_Material for this task_
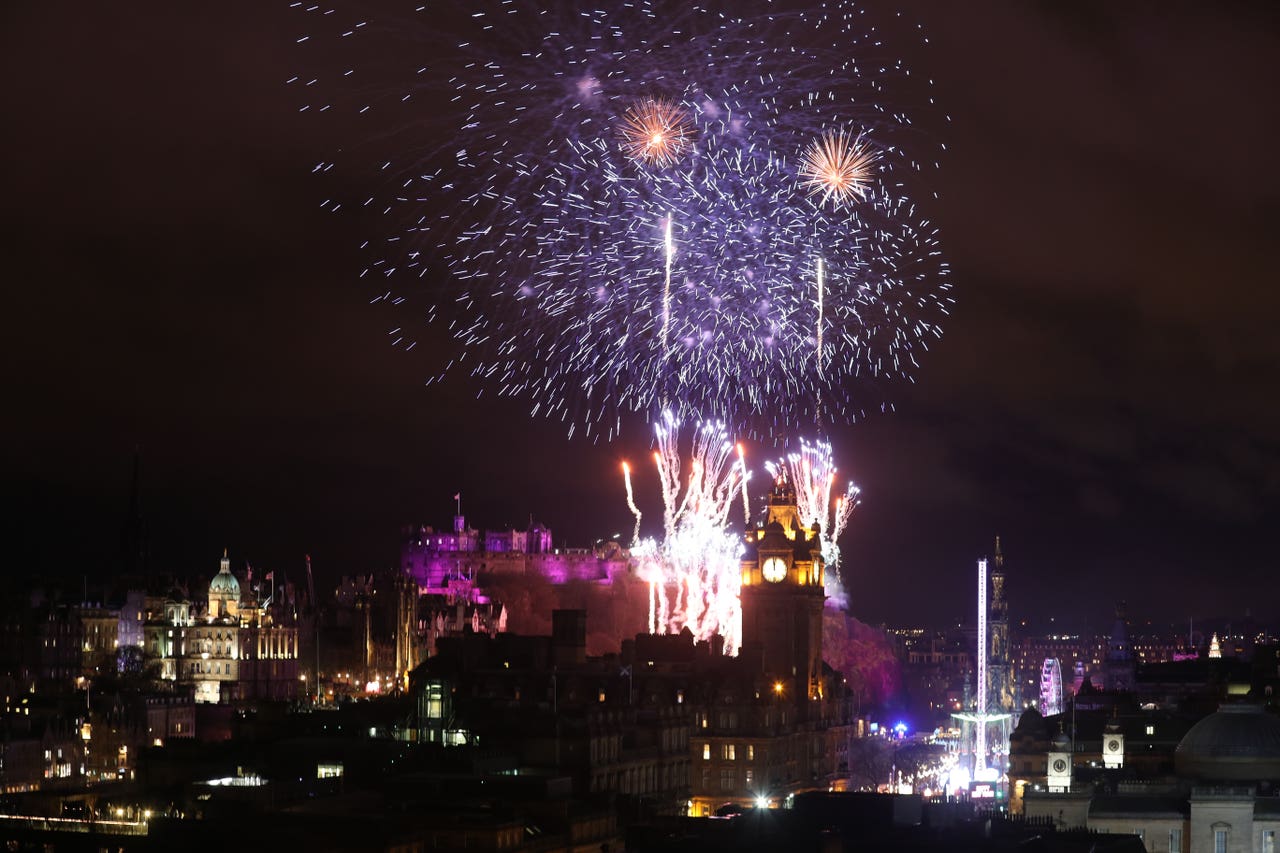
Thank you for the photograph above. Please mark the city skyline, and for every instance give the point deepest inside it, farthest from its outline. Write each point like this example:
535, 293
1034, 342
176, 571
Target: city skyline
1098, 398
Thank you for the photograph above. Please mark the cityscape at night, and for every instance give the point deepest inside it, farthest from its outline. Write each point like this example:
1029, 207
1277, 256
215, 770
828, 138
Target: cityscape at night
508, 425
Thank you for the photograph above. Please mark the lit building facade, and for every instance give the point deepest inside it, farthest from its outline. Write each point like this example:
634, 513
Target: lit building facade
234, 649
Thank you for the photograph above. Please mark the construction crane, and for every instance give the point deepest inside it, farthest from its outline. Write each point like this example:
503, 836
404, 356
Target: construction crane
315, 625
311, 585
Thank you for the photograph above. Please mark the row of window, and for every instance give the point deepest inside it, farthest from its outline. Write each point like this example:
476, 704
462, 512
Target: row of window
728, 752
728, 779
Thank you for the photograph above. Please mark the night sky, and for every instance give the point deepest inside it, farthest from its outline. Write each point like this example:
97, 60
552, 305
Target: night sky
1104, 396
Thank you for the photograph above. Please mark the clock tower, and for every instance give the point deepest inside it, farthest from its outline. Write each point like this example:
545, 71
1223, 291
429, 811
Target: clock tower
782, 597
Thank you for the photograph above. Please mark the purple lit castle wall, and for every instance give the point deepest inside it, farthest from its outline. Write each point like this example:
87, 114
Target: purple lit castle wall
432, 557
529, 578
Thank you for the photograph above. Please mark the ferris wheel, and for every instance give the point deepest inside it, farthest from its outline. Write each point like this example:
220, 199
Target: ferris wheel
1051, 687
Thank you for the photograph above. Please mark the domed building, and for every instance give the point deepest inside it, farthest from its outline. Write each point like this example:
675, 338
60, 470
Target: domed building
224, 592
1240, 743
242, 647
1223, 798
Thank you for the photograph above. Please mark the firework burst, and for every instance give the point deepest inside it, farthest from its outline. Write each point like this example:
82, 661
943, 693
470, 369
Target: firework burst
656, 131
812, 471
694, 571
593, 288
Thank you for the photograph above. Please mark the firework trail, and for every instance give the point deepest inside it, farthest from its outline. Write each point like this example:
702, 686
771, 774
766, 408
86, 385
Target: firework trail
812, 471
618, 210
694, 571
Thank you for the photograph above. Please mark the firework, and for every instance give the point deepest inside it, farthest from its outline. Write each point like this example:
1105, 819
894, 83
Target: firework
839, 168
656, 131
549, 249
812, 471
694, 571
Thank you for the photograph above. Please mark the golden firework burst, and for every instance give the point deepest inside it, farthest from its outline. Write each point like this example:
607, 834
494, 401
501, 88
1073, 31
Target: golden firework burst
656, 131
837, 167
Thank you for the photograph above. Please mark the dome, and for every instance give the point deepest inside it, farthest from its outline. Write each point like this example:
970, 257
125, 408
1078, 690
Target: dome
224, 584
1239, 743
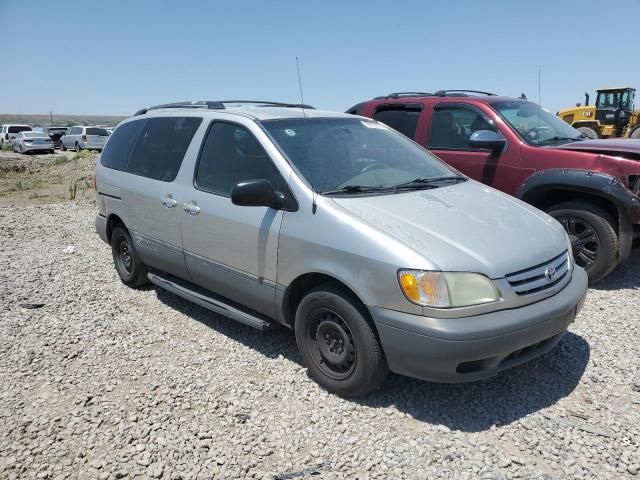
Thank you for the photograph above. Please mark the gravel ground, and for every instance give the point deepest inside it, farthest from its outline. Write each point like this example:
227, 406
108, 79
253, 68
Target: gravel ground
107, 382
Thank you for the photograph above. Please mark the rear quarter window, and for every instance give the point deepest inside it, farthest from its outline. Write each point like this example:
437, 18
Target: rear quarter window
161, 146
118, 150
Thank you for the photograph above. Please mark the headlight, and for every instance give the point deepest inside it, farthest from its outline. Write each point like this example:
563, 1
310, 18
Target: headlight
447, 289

_Given task_
Transcribe all of the entries word for word, but skip any pictures they contain.

_In response_
Thank you for the photograph above. Please mark the city skyline, and for every instance give the point deepest inside it, farthest from its outline. Write each point like this example:
535, 293
1034, 342
176, 571
Target: city skyline
1098, 398
Thank you for the photograph above. Please mark the cityscape at night, and for every instance give the point deepest inside it, farthest from its outline. Write each point like this example:
1029, 207
1277, 256
215, 770
828, 138
Target: cityscape at night
508, 425
Thank you for the photograph above. Please mark the lit building facade, and for every instance give the point deepest inside it, farthest from its outline. Write each point like this example:
634, 513
Target: lit building facade
234, 649
Thank you for the photograph above. Please mark the construction crane, and for every instance give the point deepest inside it, farthest from its outline. Write each point like this example:
503, 836
404, 356
Target: construction crane
315, 625
311, 585
Thank you for the photograph above. Please mark the row of window, and for every instance give the point deepest inside it, farthest from its outline. Write each point like this example:
476, 704
462, 512
Target: row of window
728, 752
728, 779
Thank you for the photograph above. Please mark the night sky, and for every instance give the point deepest inside it, farthest from its outline. Write each point like this example:
97, 60
552, 305
Target: night sky
1104, 396
Thank you for the photograph above. Please mark the clock tower, and for every instance give the point deepest inside it, farthest from its outline. Write each point like this example:
545, 71
1223, 291
429, 811
Target: clock tower
782, 597
Thank you for the photograph above. Please mark the purple lit castle wall, and for every instance give the point deepest inside it, farthest from its outline. Write each point like this example:
87, 114
Target: purple lit castle wall
432, 557
529, 578
Thank you for the photograph above. Please mark the ferris wheel, and for every instance give the point deepest inside it, farthest from its outline. Write each point like this example:
220, 199
Target: ferris wheel
1051, 687
Thank you for the photograph above. Please mark the domed building, and for every instance give the point deepest inside it, farthest from its outline. Write each point like this example:
675, 338
60, 470
Target: domed building
224, 592
1240, 743
242, 647
1223, 798
Thank you for the photograph above. Please mark the firework burst, and for every instance give the point deepest inside it, farthest from its outline. Write each point like this example:
82, 661
943, 693
470, 369
Target: firework burst
656, 131
812, 471
694, 571
593, 288
Thank you for the photograph above. Please mark the firework trail, and for every instance give the point deepest inside it, farthest from its outline. Write each point like this example:
702, 686
771, 774
766, 408
86, 385
Target: firework trail
812, 471
618, 210
694, 571
Thank you for the photograph above. Please mark the firework, and for every instance give the point deepest inside it, farthest from its outline. Write each point like this example:
1105, 819
894, 83
Target: firework
839, 168
656, 131
549, 249
812, 471
694, 571
Thank you for the photograph above. Please mark the golden firework burst, and for every instance give the point deepest inside it, farthest from its outline. Write each point like this example:
607, 834
494, 401
501, 88
1073, 31
Target: golden firework burst
656, 131
837, 167
Thank you for the photograph above. Please mark the dome, and for every instance give the point deepest inside it, farthest from its outline. Write each point like this example:
970, 257
125, 408
1078, 690
Target: dome
224, 584
1239, 743
Thank you for the photograph above. Please mark the gravel ground, and for every instance give the point deepest inside it, farthest from its outline. Write each point like this example:
227, 406
108, 79
253, 68
Target: gravel ground
107, 382
Thank you for the photograph above. Please mark the rear quarter window, and for every instance give the point deepest inside it, farthest from its outline. Write each point like this example:
437, 18
Target: rear quarter window
161, 146
118, 150
Thank you for the photograph above. Please mark the headlight, and for every instance give the point deepest inside it, farthest from its outline. Write each point like this example:
563, 1
310, 18
Target: headlight
447, 289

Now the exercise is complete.